## Tasks to complete
a – Do these statements agree with the recollection about Bertramka and the emigration attempts? (i) The Bertramka meetings took place on the first weekend in September. (ii) The planned escape was to go through Austria. (iii) The mother's sister knew about the plan to escape. Answer yes or no for each and quote the deciding words.
b – Can you carry on the recollection about Bertramka and the emigration attempts, starting right after its last sentence?

## Given text
----

"Well, I don't think of it [normalization] as a period of grey in the sense of my work, because there were, even if only once a year, but it was worth it, there were Bertramka meeting. In the seventies and eighties, Dr. [Helena] Jarošová and Dr. [Dagmar] Březinová founded the artists' meetings at Bertramka. Something absolutely incredible. Always on the first weekend in September jewellers, artists, dressmakers [met there], it was two or three days, Saturday and Sunday. In that garden of Bertramka, jewellers were exhibiting, there were shows, exhibitions. In the rot that was around, they were little islands. So I met people there who were very close to me in their work. Even during the year we would live together and meet. But in spite of everything that was there and everything we were experiencing, those Bertramka meetings were an incredible boost, sunshine in the grey."
"There were two fundamental attempts to emigrate. The first was serious. Only our closest relatives, my mother's sister, knew that we wanted to escape. The whole library, the furniture, we wrote about everything [who was to take it] if we ran away. There were some fake passports, I remember that. We were to escape through Yugoslavia, absolutely everything was ready. We already had a little bit of bare flat - I'm exaggerating - but everything had been given away, we already had passports and everything. And then, maybe the day before we left, my brother was seriously injured by a drunken man on a motorcycle. So he stayed in the hospital, and my mother said it was God's voice, or a warning, and that we weren't going anywhere.

----

## Data for analysis
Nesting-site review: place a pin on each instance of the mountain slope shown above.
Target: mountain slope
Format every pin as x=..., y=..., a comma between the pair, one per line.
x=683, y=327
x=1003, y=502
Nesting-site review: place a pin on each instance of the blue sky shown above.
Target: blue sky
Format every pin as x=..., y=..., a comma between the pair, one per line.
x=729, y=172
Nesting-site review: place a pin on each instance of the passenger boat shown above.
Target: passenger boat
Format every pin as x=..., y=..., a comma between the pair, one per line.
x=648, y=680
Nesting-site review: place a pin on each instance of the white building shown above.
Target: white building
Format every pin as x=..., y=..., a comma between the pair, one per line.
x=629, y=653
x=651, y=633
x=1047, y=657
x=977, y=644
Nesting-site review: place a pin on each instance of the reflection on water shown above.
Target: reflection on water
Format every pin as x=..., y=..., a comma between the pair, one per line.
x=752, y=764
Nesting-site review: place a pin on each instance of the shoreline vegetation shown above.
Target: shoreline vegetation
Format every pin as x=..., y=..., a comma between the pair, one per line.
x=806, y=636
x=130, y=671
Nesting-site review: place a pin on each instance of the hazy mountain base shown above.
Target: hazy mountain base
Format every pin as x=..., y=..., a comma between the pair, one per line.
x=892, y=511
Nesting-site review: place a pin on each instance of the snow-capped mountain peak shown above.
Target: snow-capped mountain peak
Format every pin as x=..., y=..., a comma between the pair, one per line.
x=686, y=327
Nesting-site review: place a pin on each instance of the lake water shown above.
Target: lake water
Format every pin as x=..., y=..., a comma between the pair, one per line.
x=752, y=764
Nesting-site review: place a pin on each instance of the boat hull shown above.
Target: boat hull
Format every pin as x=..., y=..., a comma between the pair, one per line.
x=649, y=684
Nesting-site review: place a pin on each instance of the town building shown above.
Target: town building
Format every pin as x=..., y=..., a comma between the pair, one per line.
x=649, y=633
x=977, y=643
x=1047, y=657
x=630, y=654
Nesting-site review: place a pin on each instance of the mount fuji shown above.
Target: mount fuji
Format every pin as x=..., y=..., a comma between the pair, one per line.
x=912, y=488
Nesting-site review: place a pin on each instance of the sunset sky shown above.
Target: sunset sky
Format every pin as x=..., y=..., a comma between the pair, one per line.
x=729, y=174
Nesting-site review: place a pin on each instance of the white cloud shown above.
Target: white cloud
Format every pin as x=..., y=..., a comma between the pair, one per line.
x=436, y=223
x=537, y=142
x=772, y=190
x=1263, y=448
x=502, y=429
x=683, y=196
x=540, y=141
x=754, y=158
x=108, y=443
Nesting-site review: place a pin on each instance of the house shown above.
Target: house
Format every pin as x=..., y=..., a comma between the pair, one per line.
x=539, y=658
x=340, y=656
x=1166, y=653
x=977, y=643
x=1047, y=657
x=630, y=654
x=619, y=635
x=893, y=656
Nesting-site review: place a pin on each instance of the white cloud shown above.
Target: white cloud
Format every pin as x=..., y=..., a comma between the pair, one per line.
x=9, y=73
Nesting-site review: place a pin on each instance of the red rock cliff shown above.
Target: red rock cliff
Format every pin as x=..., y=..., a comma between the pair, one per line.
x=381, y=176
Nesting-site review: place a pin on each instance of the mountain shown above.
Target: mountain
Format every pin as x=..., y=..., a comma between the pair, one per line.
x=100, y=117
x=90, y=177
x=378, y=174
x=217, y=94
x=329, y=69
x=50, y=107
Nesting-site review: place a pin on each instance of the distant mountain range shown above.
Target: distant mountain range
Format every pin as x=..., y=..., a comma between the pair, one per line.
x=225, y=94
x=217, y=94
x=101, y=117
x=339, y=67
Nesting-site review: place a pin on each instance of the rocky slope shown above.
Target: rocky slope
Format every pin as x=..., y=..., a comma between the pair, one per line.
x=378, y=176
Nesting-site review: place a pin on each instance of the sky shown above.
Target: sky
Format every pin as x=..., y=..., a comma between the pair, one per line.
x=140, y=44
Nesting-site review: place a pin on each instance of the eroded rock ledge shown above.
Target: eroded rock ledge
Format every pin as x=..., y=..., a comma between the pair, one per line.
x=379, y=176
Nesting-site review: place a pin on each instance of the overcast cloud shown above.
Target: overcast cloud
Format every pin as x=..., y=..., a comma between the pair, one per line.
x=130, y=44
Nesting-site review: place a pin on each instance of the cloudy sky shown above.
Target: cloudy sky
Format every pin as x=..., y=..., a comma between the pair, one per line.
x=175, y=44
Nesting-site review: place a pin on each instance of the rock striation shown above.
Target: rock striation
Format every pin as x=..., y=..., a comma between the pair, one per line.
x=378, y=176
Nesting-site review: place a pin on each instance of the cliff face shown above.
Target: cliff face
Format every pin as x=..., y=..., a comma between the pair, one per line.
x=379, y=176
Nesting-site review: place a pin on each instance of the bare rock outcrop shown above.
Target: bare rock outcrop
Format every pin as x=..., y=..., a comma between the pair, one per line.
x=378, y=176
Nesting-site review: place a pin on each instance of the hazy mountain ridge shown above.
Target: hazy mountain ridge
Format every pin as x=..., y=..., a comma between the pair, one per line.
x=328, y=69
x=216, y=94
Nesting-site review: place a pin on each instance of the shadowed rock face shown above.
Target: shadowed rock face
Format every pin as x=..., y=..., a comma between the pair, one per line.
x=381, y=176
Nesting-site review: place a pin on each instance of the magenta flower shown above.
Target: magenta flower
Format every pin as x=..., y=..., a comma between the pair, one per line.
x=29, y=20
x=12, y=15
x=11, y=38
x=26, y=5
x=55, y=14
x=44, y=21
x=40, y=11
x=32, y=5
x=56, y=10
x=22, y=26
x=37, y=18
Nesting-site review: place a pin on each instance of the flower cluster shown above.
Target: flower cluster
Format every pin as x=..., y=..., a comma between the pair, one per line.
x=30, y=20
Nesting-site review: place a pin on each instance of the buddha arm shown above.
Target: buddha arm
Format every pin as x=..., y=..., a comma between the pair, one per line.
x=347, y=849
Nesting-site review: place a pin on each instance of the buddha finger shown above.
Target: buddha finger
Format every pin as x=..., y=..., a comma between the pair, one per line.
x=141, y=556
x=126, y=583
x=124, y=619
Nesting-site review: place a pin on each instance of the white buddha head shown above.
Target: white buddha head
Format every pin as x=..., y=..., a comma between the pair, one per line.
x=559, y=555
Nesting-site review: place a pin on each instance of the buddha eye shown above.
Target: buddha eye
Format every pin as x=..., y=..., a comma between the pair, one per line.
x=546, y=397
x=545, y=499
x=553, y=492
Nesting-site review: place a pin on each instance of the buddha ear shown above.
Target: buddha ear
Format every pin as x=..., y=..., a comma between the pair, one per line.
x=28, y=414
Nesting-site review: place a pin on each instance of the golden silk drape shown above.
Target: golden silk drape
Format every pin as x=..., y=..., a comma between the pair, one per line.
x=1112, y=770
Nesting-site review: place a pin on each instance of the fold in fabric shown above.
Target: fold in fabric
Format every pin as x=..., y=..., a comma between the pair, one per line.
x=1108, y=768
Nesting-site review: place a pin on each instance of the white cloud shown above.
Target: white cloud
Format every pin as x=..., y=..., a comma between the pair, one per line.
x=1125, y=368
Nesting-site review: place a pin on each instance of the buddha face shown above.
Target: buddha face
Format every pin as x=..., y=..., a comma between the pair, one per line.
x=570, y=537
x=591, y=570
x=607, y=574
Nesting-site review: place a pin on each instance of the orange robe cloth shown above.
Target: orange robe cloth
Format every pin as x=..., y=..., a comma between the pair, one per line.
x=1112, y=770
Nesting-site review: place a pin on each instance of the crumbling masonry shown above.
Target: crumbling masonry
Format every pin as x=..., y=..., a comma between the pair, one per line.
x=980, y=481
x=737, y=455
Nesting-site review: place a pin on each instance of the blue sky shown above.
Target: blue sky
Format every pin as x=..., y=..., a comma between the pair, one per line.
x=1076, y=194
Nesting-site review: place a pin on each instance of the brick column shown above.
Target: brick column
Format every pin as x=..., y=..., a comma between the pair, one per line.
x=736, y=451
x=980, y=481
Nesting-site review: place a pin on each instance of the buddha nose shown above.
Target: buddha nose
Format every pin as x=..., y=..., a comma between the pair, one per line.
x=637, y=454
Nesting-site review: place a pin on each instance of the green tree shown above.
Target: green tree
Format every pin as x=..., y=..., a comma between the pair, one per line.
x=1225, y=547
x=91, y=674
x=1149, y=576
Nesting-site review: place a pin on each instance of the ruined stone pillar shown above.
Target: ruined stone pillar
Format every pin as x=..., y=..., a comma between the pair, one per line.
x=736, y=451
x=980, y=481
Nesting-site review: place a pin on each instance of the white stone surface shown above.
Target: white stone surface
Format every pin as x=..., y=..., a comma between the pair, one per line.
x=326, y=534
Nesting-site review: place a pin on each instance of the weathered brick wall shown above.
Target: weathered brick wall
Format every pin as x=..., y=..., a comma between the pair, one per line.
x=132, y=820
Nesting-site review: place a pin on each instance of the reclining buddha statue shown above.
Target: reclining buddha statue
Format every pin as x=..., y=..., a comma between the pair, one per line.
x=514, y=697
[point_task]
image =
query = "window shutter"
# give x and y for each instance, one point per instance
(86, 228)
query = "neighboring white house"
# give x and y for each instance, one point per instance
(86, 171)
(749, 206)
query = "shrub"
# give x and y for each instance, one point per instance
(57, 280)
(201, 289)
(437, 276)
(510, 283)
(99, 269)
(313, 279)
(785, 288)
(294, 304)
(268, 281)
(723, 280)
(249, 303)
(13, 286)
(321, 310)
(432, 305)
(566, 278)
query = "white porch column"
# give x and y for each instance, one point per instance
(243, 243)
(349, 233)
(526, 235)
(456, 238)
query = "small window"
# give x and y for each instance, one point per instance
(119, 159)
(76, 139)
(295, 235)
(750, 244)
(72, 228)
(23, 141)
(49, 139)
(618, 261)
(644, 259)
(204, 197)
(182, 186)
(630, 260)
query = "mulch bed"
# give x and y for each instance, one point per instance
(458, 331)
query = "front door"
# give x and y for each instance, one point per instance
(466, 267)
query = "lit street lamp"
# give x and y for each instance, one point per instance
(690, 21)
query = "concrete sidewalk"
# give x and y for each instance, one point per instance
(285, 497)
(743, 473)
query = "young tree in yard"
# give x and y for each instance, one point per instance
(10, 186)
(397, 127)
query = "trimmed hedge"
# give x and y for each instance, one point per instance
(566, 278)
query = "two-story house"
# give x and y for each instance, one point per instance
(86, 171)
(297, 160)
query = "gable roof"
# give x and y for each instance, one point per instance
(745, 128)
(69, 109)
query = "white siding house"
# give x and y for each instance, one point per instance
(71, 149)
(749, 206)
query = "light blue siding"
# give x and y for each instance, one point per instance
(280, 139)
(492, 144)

----

## Outputs in order
a –
(i) Yes: "Always on the first weekend in September"
(ii) No: "We were to escape through Yugoslavia"
(iii) Yes: "Only our closest relatives, my mother's sister, knew that we wanted to escape."

b –
And then there was a second attempt with my husband, this was 1975. We were on our honeymoon and we even had tickets to Sao Paulo. My husband, being an excellent structural engineer, was promised a position with an architect in Brazil. It was in Rome and we were two newlywed couples. The three of them wanted us to emigrate. A lady who lived in Brazil arranged it for us. And I cried for hours in the hotel bathroom. And I was just unrolling the paper and crying. I couldn't imagine emigrating, leaving my parents, maybe never seeing them again. It was so painful for me that I couldn't leave. And so it was very dramatic. We were sitting in that room and my then husband said - well, say yes or no. I said I couldn't. And we came back, luckily he never reproached me. Because he was quite publicly against the communists, his life was not a bed of roses. So that was two attempts to emigrate."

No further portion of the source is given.